::: INPUT ROWS

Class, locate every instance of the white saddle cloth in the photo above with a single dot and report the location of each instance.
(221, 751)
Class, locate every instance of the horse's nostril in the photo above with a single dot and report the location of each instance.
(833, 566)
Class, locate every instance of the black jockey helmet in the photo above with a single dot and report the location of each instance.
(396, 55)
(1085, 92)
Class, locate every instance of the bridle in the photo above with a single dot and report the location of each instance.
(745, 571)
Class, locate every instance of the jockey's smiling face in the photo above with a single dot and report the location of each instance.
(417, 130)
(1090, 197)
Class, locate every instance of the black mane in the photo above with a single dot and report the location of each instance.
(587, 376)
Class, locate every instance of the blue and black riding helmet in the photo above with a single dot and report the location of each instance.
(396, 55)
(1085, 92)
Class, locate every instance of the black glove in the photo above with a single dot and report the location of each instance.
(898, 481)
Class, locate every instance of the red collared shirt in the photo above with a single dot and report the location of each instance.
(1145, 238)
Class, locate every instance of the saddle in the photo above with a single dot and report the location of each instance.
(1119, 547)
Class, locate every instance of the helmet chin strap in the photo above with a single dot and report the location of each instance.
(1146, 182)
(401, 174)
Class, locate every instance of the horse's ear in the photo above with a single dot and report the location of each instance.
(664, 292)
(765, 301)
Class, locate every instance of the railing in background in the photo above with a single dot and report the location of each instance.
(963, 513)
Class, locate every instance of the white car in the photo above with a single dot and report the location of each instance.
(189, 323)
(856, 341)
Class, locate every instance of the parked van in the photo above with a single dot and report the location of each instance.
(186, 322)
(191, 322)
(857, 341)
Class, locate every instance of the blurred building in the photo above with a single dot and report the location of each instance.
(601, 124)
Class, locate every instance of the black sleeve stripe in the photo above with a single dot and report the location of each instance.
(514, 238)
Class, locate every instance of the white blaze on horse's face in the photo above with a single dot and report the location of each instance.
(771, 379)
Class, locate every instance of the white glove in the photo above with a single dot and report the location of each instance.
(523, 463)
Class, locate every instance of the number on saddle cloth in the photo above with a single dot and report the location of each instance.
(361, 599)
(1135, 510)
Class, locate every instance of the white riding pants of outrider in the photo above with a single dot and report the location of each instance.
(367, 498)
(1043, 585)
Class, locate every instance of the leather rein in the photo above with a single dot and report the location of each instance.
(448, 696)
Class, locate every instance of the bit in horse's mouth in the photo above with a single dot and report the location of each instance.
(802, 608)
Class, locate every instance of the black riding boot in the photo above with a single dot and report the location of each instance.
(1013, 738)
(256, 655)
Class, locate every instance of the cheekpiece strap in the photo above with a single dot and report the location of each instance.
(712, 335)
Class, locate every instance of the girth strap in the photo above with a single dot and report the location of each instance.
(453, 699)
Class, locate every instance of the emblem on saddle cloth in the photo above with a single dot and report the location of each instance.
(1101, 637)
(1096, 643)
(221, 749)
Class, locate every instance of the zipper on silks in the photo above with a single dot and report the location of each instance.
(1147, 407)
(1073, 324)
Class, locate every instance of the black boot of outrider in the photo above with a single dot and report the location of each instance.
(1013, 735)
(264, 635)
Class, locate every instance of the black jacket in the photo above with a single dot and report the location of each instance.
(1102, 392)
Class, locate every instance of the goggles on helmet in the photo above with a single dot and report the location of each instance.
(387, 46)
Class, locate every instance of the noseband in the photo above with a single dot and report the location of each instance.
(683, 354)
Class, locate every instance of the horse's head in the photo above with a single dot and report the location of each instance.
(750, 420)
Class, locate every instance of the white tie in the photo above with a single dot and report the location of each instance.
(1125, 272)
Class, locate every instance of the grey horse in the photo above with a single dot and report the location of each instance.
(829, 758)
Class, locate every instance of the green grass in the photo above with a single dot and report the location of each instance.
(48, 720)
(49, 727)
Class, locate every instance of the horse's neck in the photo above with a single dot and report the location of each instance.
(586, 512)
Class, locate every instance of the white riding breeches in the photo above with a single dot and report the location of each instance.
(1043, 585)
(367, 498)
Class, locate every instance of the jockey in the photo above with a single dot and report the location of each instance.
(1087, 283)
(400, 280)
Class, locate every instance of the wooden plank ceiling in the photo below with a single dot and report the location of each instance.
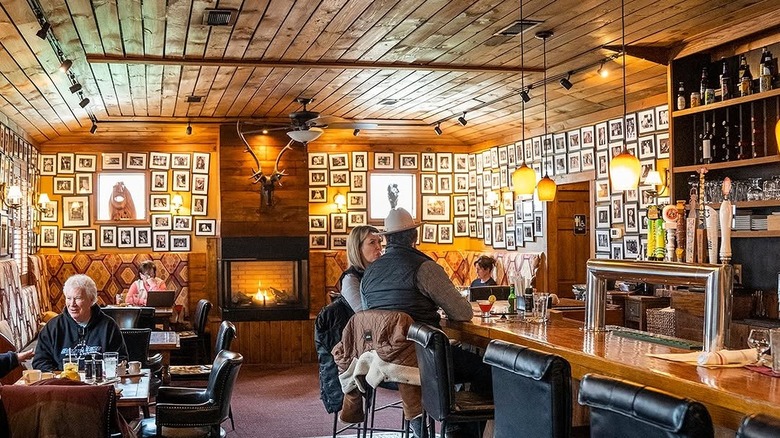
(139, 60)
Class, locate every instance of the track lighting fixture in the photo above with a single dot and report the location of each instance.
(66, 65)
(565, 82)
(44, 32)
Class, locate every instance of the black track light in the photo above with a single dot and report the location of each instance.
(44, 32)
(565, 82)
(66, 65)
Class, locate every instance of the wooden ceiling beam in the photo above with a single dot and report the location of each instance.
(100, 59)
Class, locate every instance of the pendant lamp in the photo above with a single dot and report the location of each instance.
(624, 169)
(523, 178)
(546, 188)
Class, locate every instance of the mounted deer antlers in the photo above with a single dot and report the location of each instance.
(267, 182)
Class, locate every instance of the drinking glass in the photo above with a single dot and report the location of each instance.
(759, 339)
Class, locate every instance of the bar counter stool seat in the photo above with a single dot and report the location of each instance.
(621, 409)
(536, 383)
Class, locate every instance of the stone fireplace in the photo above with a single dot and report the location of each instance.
(264, 278)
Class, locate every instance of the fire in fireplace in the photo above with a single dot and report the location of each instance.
(264, 278)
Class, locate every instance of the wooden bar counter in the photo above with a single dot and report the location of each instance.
(728, 393)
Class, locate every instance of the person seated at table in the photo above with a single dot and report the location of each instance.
(11, 360)
(140, 289)
(81, 329)
(364, 245)
(485, 265)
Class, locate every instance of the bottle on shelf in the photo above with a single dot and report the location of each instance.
(681, 97)
(745, 78)
(725, 83)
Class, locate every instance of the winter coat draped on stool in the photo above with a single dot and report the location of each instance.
(374, 347)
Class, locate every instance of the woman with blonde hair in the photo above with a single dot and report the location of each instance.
(364, 245)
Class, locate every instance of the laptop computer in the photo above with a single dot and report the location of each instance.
(160, 298)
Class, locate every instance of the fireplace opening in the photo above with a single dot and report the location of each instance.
(264, 279)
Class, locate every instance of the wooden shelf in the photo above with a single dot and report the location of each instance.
(729, 164)
(727, 103)
(754, 234)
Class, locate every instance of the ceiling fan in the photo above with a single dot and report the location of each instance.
(306, 126)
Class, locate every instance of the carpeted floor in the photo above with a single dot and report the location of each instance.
(285, 403)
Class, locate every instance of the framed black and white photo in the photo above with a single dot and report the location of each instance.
(408, 161)
(360, 161)
(339, 161)
(318, 160)
(318, 241)
(143, 237)
(318, 177)
(383, 160)
(182, 223)
(49, 236)
(63, 185)
(200, 162)
(48, 165)
(112, 161)
(160, 202)
(200, 205)
(205, 227)
(200, 184)
(160, 241)
(436, 208)
(338, 222)
(180, 161)
(159, 160)
(65, 163)
(318, 194)
(356, 218)
(429, 233)
(180, 242)
(181, 180)
(136, 160)
(75, 211)
(85, 163)
(108, 236)
(68, 240)
(161, 222)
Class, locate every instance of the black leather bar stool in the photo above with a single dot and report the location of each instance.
(759, 426)
(532, 392)
(440, 401)
(621, 409)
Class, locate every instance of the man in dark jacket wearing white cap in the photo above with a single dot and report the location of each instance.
(404, 279)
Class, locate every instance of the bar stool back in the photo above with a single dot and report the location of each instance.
(759, 426)
(622, 409)
(533, 383)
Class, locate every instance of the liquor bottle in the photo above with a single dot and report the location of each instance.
(725, 83)
(746, 78)
(681, 97)
(511, 299)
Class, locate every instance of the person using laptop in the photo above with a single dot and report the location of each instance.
(148, 282)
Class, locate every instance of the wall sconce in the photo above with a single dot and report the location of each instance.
(12, 199)
(177, 202)
(340, 201)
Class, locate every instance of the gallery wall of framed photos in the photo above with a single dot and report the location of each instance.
(113, 201)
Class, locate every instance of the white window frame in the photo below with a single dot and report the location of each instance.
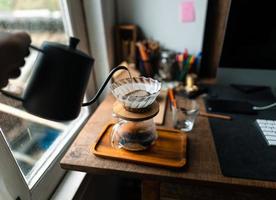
(42, 184)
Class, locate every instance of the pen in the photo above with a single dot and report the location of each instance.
(218, 116)
(171, 96)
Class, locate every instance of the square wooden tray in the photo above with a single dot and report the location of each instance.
(168, 151)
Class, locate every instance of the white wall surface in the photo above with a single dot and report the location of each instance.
(160, 20)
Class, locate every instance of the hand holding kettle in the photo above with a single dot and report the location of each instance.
(14, 47)
(59, 79)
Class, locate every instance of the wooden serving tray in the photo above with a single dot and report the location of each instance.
(168, 151)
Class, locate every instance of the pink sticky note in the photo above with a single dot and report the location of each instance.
(187, 11)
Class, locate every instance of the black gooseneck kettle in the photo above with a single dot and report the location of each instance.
(57, 85)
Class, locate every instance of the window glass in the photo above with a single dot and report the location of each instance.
(33, 144)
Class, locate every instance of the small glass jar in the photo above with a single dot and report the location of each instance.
(134, 135)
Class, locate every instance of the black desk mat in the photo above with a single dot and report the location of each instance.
(241, 148)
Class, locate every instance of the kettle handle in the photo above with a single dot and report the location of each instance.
(104, 84)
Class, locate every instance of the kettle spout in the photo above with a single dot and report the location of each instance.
(104, 85)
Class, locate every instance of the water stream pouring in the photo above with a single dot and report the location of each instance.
(58, 83)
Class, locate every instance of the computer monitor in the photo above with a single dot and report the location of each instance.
(249, 49)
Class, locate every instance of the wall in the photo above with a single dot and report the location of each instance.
(100, 17)
(159, 20)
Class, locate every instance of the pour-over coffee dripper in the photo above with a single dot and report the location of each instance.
(137, 93)
(135, 108)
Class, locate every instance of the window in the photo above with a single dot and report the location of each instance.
(30, 146)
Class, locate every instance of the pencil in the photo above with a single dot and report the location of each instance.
(218, 116)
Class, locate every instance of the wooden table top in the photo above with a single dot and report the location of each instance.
(203, 166)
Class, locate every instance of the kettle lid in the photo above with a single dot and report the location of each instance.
(71, 48)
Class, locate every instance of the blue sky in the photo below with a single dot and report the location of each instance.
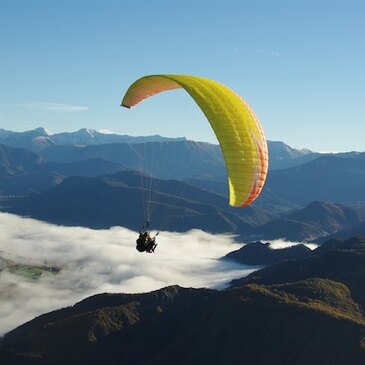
(65, 65)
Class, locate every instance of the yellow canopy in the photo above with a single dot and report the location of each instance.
(236, 126)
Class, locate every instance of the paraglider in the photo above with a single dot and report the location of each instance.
(238, 130)
(146, 243)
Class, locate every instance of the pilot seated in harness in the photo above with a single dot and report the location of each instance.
(146, 243)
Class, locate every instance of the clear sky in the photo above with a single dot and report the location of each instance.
(66, 64)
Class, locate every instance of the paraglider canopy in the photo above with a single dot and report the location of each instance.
(235, 125)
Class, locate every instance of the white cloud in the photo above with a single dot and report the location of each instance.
(56, 107)
(282, 243)
(95, 261)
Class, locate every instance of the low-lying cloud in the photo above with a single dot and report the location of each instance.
(95, 261)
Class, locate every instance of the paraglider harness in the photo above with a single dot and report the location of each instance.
(146, 243)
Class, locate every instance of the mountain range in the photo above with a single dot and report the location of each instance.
(307, 195)
(304, 311)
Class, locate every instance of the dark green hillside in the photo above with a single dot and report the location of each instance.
(305, 311)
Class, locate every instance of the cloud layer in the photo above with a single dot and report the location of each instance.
(95, 261)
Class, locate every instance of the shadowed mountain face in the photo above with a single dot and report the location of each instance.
(317, 220)
(120, 199)
(258, 253)
(328, 178)
(306, 311)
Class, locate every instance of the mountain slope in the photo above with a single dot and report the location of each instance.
(314, 221)
(328, 178)
(263, 320)
(120, 199)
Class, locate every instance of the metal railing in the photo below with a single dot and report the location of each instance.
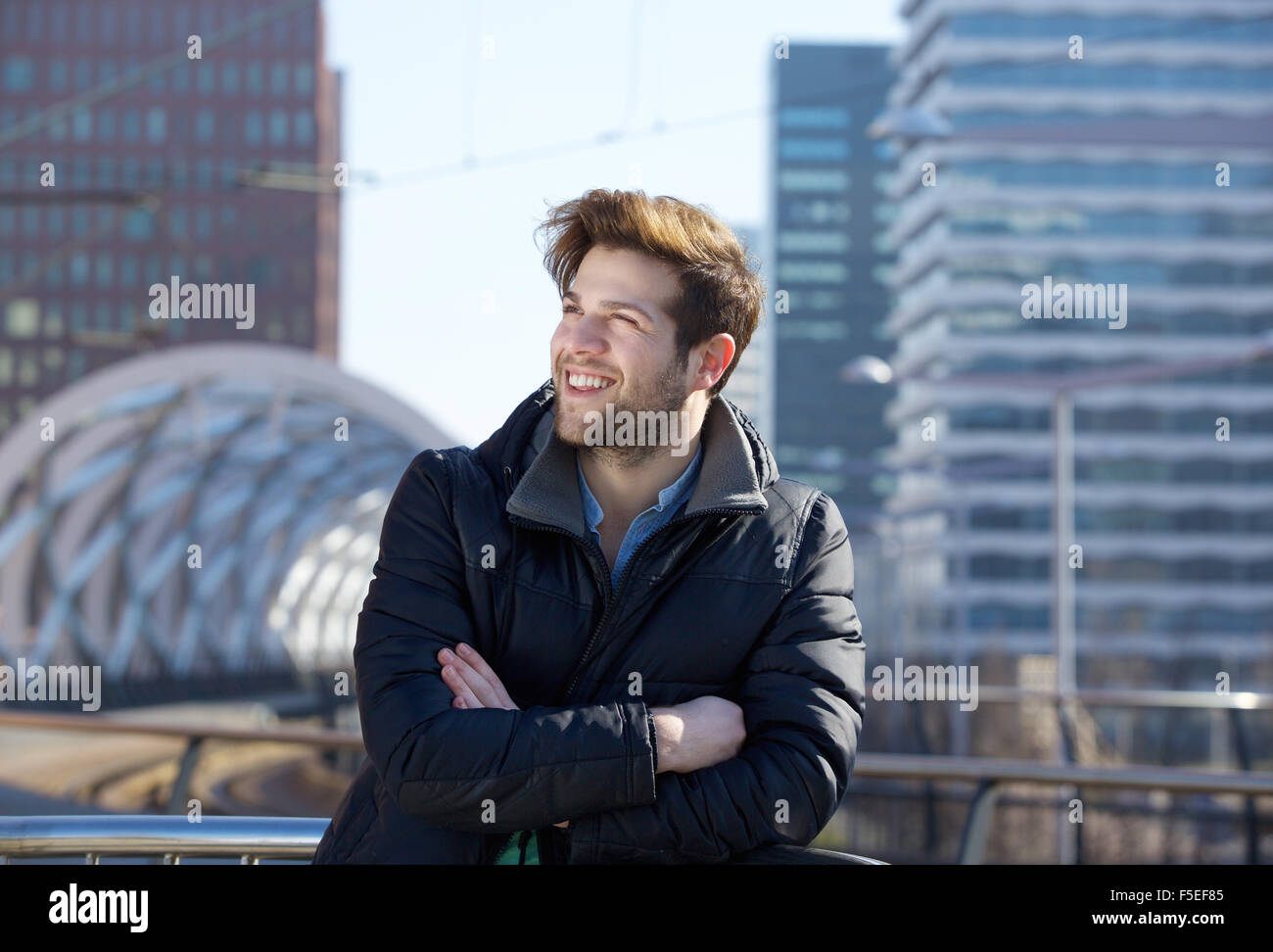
(165, 837)
(169, 838)
(989, 774)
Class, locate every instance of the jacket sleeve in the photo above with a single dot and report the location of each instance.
(476, 770)
(802, 699)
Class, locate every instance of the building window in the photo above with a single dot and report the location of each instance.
(130, 124)
(139, 224)
(813, 242)
(305, 121)
(18, 74)
(105, 270)
(813, 118)
(814, 271)
(22, 317)
(813, 179)
(205, 126)
(794, 149)
(156, 123)
(278, 127)
(81, 124)
(58, 75)
(305, 79)
(79, 268)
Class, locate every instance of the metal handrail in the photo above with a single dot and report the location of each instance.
(172, 837)
(988, 773)
(249, 837)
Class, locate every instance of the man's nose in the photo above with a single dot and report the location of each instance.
(586, 335)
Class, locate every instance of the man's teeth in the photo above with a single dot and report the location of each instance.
(586, 382)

::::::

#### [JOB]
Reproduce exactly the lines from the one with "Class, locate every instance of the jacket" through the end of the entries above, both ends included.

#### [FULL RESPONSE]
Class, locate every instance of the jacket sleeve in the photo above with a single dot and report the location of each instance.
(476, 770)
(802, 699)
Class, locate every instance of the building window in the photo above with a single dot and report the location of each instance.
(130, 124)
(139, 224)
(813, 242)
(305, 121)
(18, 74)
(105, 270)
(813, 118)
(814, 271)
(22, 317)
(813, 179)
(205, 126)
(794, 149)
(156, 123)
(278, 127)
(81, 124)
(58, 75)
(305, 79)
(79, 268)
Class, locate every instance of the metal handrail in the photo above with a single dot and report the location of each instance.
(172, 837)
(988, 773)
(249, 837)
Class, locate every instance of the man's nose in the photo above with a single dot and report the location of each instance.
(586, 335)
Class, locate every instance of the man's teeth in the photo above with a single dot and report the location of each instance.
(586, 382)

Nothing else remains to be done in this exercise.